— START Supplied records —

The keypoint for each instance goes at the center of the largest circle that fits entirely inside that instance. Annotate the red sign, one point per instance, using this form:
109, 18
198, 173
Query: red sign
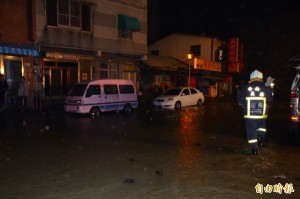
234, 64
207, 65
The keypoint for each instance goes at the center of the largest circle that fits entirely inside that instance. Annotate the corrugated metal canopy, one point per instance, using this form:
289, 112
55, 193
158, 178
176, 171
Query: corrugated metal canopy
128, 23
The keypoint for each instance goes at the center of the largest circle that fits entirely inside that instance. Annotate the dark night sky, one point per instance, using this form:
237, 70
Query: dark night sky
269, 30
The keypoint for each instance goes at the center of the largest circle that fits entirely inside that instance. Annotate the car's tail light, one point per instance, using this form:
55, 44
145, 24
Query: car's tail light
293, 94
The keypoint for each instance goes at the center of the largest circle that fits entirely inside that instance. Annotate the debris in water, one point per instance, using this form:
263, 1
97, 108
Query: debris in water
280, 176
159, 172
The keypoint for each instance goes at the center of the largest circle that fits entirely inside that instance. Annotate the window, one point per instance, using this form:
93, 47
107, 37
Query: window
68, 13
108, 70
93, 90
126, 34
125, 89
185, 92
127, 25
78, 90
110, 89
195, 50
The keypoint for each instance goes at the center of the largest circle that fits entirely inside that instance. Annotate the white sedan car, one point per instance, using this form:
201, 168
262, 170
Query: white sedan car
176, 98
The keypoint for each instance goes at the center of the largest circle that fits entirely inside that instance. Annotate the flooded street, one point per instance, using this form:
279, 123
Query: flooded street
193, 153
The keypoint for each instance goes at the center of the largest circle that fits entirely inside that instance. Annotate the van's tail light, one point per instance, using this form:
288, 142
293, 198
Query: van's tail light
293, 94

— END Supplied records —
— START Supplied records —

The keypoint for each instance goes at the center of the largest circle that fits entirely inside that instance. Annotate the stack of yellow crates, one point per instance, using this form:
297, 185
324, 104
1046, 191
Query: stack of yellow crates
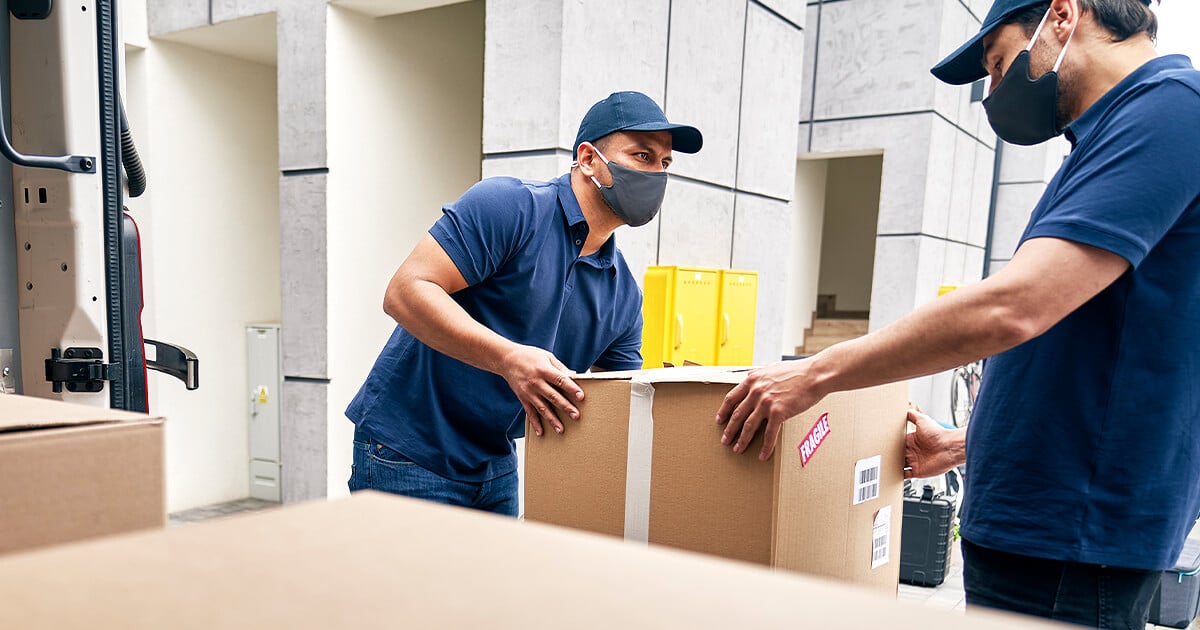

— END Supplied records —

▸ Set problem
Pull out every line above that contains the word "flooded". Case matters.

▸ The output
The keypoint for each instance goes at the center of the largest circle that fits entirely inside that instance. Annotate the flooded street, one point per instance, using this form:
Query: flooded street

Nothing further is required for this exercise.